Omar’s letter was sent to Judge Frank Geraci of the Western District of New York. The case it concerns is against Patrick Carlineo, who pleaded guilty Monday to making threats on Omar’s life and faces a maximum sentence of 10 years in prison. Omar wrote to say that she hoped the judge would not sentence Carlineo to a “severe prison sentence or a substantial fine.” Instead, she said, she hoped for a process that would actually address the harm he had caused and allow him to do something about it.

The letter, shared by Omar on Twitter, begins:

Honorable Judge Geraci,

As you deliberate the sentencing of Patrick W. Carlineo, Jr., a man convicted of threatening my life, I write to ask for a system of compassion to be applied in his sentencing.

In these times, with a president who has viewed the criminal legal system as a space for expressing racism and his pardon power as a tool for pursuing his self-interest (which are related), Omar’s full letter is a bracing read. It is full of concepts our criminal legal system lacks: “compassion,” “amends,” and “repair.” These are goals that animate systems of transformative or restorative justice but are rarely at the center of the day-to-day decisions made in criminal courts across the country.

Omar’s letter is also pragmatic. (This is a word that Danielle Sered, the founder of the restorative justice organization Common Justice, frequently uses when describing survivors of harm.) A punitive approach, Omar writes, will not stop Carlineo from “committing a crime again” or be a deterrent for others. “Only restorative justice can do that,” she continues. That means “he should understand the consequences of his actions, be given the opportunity to make amends and seek redemption.”

And Omar, an elected representative with a background as an organizer, asks her audience to consider how a system invested in retribution, rather than accountability and repair, shapes a nation.
============================================================
## Your instructions
Do these statements agree with the article about Omar's letter to Judge Geraci: (a) Carlineo pleaded guilty to threatening Omar's life, (b) Omar asked the judge to impose a substantial fine, (c) Danielle Sered founded Common Justice? Answer yes or no for each and quote the deciding words.

## Supplied material
============================================================
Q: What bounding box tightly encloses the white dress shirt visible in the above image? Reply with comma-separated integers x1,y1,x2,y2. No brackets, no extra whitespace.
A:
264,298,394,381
============================================================
## Correct answer
(a) Yes: "pleaded guilty Monday to making threats on Omar’s life"
(b) No: "she hoped the judge would not sentence Carlineo to a “severe prison sentence or a substantial fine.”"
(c) Yes: "Danielle Sered, the founder of the restorative justice organization Common Justice"